**AUFGABEN:**
a – Wo versteckt Anna Haag laut dem Text über Anna Haag ihr Kriegstagebuch zuerst?
b – Setze den Text über Anna Haag im Anschluss an seinen letzten Satz fort.

**VORLIEGENDER TEXT:**
================================
Friedensaktivistin

Anna Haag: Die Mutter der Kriegsdienstverweigerung im Grundgesetz

Jennifer Holleis29. Dezember 2021
Privates Glück: Anna Haag 1923 mit ihren drei Kindern Isolde, Sigrid und Rudolf
Privates Glück: Anna Haag 1923 mit ihren drei Kindern Isolde, Sigrid und Rudolf
Die Friedensaktivistin Anna Haag gelobt in ihrem Kriegstagebuch 1940, sich für ein demokratisches Deutschland einzusetzen, sofern sie überleben würde. Das Recht auf Kriegsdienstverweigerung in Artikel 4, Absatz 3 im Grundgesetz geht auf sie zurück.

Diese irregeführten deutschen Menschen! […] Wie sehr habe ich einst selbst an dieses ,Vaterland‘ geglaubt.“ Diese Zeilen schreibt die Stuttgarterin Anna Haag am 14. November 1940, in das erste von 20 schwarzen Schulbüchern, die sie bis Kriegsende mit ihren Beobachtungen und Gedanken füllt. Sie versteckt ihr fast täglich wachsendes Kriegstagebuch erst im Kohlenkeller ihres freistehenden Einfamilienhauses im Stuttgarter Viertel Sillenbuch, später vergräbt sie es in einer Blechdose auf dem Land.

Der dreifachen Mutter ist durchaus bewusst, dass sie durch ihre Aufzeichnungen mit einem Bein im Gefängnis steht. „Ein Denunziatiönchen, eine anschließende Haussuchung: und schon wäre ich meinen Kopf los!“, schreibt sie am 5. November 1942. Doch was treibt Anna Haag, eine evangelische Hausfrau und überzeugte Demokratin an, ein solch widerständisches Kriegstagebuch zu führen? Einerseits dokumentiert sie den Stuttgarter Alltag für ihre Kinder. Ihr Sohn ist in Kanada interniert, eine Tochter lebt in Birmingham. Die zweite Tochter lebt anfangs noch in der Schweiz, zieht aber wegen Eheproblemen zu den Eltern. Eine Scheidung kommt jedoch nicht in Frage, der Ehemann – ein glühender Nazi – droht, die Mutter zu verraten.
================================
**VERFÜGBARE DATEN:**

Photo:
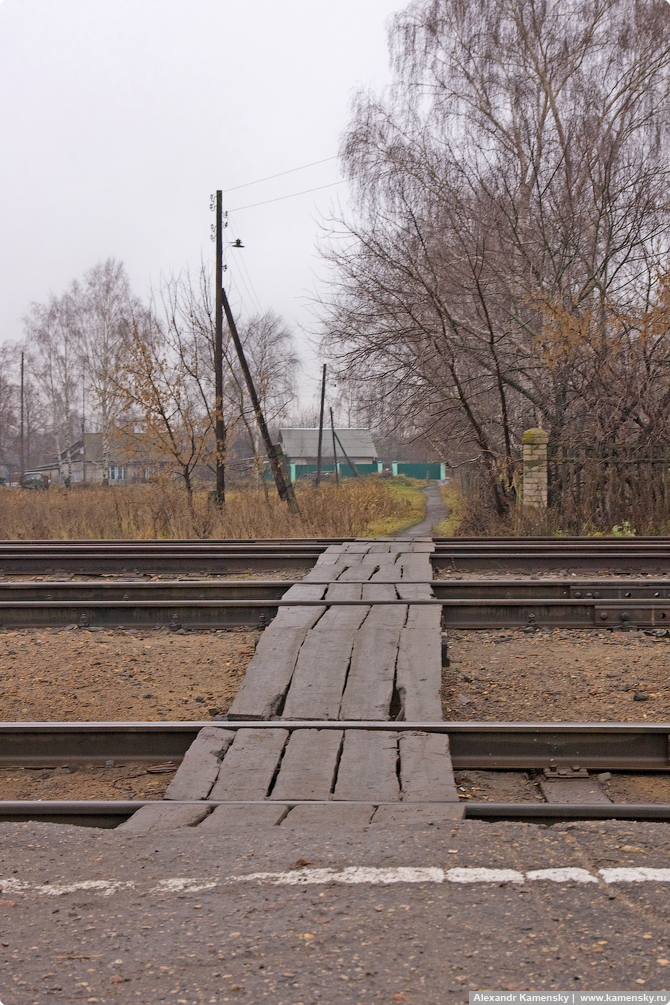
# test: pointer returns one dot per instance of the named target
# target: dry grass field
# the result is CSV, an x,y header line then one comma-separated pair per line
================================
**ANTWORTEN:**
a – Im Kohlenkeller ihres freistehenden Einfamilienhauses im Stuttgarter Viertel Sillenbuch.

b –
Sie ist vorsichtig, aber bleibt ihren Werten treu

Andererseits wird das Tagebuch zum Sprachrohr für Anna Haags persönliche und politische Gedanken. Am 13. September 1943 notiert sie: „Ich will vorsichtig sein, wo es angeht, aber ich will nicht zum Verräter an meinen Werten und Denken werden.“

In ihrer klaren Position gegen Hitler, und dem minutiösen Darlegen der Gespräche und Reaktionen aus der Nachbarschaft, wird das Tagebuch zum Manifest. So schreibt sie beispielsweise am 6. November 1941: „Wollen wir, müssen wir nicht unsere ganze Kraft einsetzen, um zu verhindern, dass sich das jemals wiederhole? Ich will gewiss, gewiss das Meine tun!“

Seit 1946 für die SPD im Landtag

Unmittelbar nach Kriegsende erstellt Anna Haag zusammen mit ihrem Ehemann Albert aus den 20 Tagebuchheften (mit rund 2000 Seiten) ein 500-seitiges Transkript, das Haag zur Publikation anbietet. Allerdings vergeblich, kein Verleger zeigt Interesse. So verschiebt sie das Projekt auf später, zu Gunsten ihrer politischen Karriere.

1946 wird sie für die SPD Mitglied im ersten Landtag des neu gegründeten Landes Württemberg-Baden. 1947 bringt sie den Initiativgesetzentwurf „Niemand darf zum Kriegsdienst mit der Waffe gezwungen werden“, ein. Bis heute ist ihr Entwurf als Artikel 4, Absatz 3, etwas erweitert im Grundgesetz der BRD: „Niemand darf gegen sein Gewissen zum Kriegsdienst mit der Waffe gezwungen werden“. 

Die Tatsache, dass Deutschland einen konstitutionellen Pazifismus verankert hat, ist Anna Haag zu verdanken, genauso wie die Tatsache, dass Millionen Männer seitdem die Möglichkeit hatten, anstelle vom Wehrdienst Zivildienst zu leisten.

Fast 40 Jahre nach ihrem Tod erscheint ihr Kriegstagebuch

Die Powerfrau engagiert sich auch gesellschaftlich. Sie gründet in Stuttgart das „Anna-Haag-Haus“, und reist vielfach nach Amerika, um die amerikanisch-deutschen Verbindungen unter Frauen aufzubauen. 1958 erhält sie das Bundesverdienstkreuz 1. Klasse. Viele weitere Auszeichnungen folgen, bis sie 1982 in Stuttgart stirbt.

Fast 40 Jahre nach ihrem Tod ist ihr vorbereitetes Typoskript letzten Endes doch noch erschienen. Unter dem Titel „Denken ist heutzutage überhaupt nicht mehr in Mode“ – das Kriegstagebuch von Anna Haag, hat der Reclam Verlag das Typoskript im März 2021 veröffentlicht. Die Herausgeberin des Tagebuchs ist die Autorin dieses Artikels.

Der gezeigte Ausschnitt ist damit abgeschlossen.